- _Инструкции и требования_
Продолжите отрывок о супругах Львовых и Державине, начиная сразу после его последнего предложения.

- _Отрывок текста_
Такое ощущение, что он сам себе «из былия возвел» прижизненный памятник, явившийся именно ради него из тьмы времен, которой мы все принадлежим и в которую все мы непременно канем.
В Феодосии Николай Александрович снова заболел. Однако успел доехать до Москвы – здесь и умер в ночь с 21 на 22 декабря 1803 года в возрасте 52 лет. Маша, которой помогала верная Лизанька, была при нем.
Мария Алексеевна умерла в 1807 году, словно дожидалась, пока ей тоже сравняется 52 года. Ее похоронили рядом с тем, кто был смыслом ее жизни.
Опекунами детей Львовых стали Державины: Гаврила Романович и его жена Дарья Алексеевна, урожденная Дьякова.
В 1810 году Державин приехал в Черенчицы‑Никольское – поклониться праху друзей. Престарелый Гаврила Романович был необычайно грустен, ибо в определенном возрасте мысли о смерти, и всегда‑то невеселые, не могут не навевать глухой, непроглядной тоски.
Он ехал на могилу людей, которые клялись любить друг друга вечно, а где они теперь? И где их любовь? Об утес времени разбивается даже самая пылкая страсть, и самые благие намерения, самые смелые мечты всегда заканчиваются только эпитафией… Так подумал поэт – и решил сложить подобающую надгробную надпись своим друзьям, истории их любви, их счастья и страданий.
Стояла зима. Державин задержался у холма, на котором возвышался храм Воскресения, выстроенный в прекрасном стиле тех же ротонд, которые так любил Николай Львов. В подземной части храма находилась родовая усыпальница Львовых, в мощном цокольном этаже из темных блоков колотого валуна помещалась Никольская церковь, над ней вздымался храм Воскресения.

- _Представленные данные_
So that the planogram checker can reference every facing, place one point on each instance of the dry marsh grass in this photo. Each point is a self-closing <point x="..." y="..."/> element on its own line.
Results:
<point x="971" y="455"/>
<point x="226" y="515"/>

- _Результат выполнения_
Вечернее бледное солнце золотило купол и заходило как бы в храме. Державин вспомнил мечты своего друга: «Я всегда думал выстроить храм солнцу, чтобы солнце в лучшую часть лета сходило в дом свой покоиться». И еще вспомнил стихи его:
Родился,
Влюбился,
Женился
И жил, пока любил.
Державин вздохнул, перекрестился… и пошел прочь, слагая в уме такие строки:
Да вьется плющ,
И мир здесь высится зеленый,
Хор свищет соловьев,
Смеется пестрый луг.
Не может быть эпитафии у вечной любви!
Тосканский принц и канатная плясунья
(Амедео Модильяни – Анна Ахматова)
Одним из нежных майских дней 1910 года в знаменитом кафе «Ротонда», что расположено на знаменитом бульваре Монпарнас в знаменитом городе Париже, скандалили двое знаменитых мужчин – один художник, а другой поэт. А за ними наблюдала некая знаменитая женщина, поэтесса…
Сразу следует оговориться, что среди всего этого нагромождения знаменитостей в этот момент право считаться безоговорочно знаменитым имел пока только Париж, а вот истинная популярность всего прочего и всех прочих еще только брезжила в туманных далях грядущего. Но она, настоящая популярность, настанет, придет, и она сделает Монпарнас и «Ротонду» местом паломничества туристов, повздоривших мужчин возведет в ранг небожителей, а женщину увенчает терниями и лаврами одновременно. Однако в тот весенний день все это еще бледно сквозило в совершенно парижской дымке, смешанной из уличной пыли (в те времена еще не весь Париж был глухо заасфальтирован, зацементирован, замощен; к тому же только что закончилась перестройка бульвара Распай, и следы этой перестройки пока не были заметены); из сизого тумана автомобильных выхлопов и реющей в воздухе пыльцы с буйно зацветающих деревьев и цветов; из коричневого кофейного праха, высыпавшегося из ручной мельнички, и раскрошившегося красного сургуча винной пробки; чуточку – из муки, оставшейся на боку свежеиспеченных, еще горячих, ароматных багетов и круассанов, горкой наваленных на прилавке; и самую малость – из тончайшего порошка, рассеявшегося из бумажного фунтика, который выпал из кармана художника, потому что он был очень сильно пристрастен к порошку, составлявшему немалую часть его отчаянного вдохновения и утонченно‑безумного таланта…
Впрочем, конкретнее о вышесказанном.
Итак, скандал вышел из‑за дамы – cherchez la femme!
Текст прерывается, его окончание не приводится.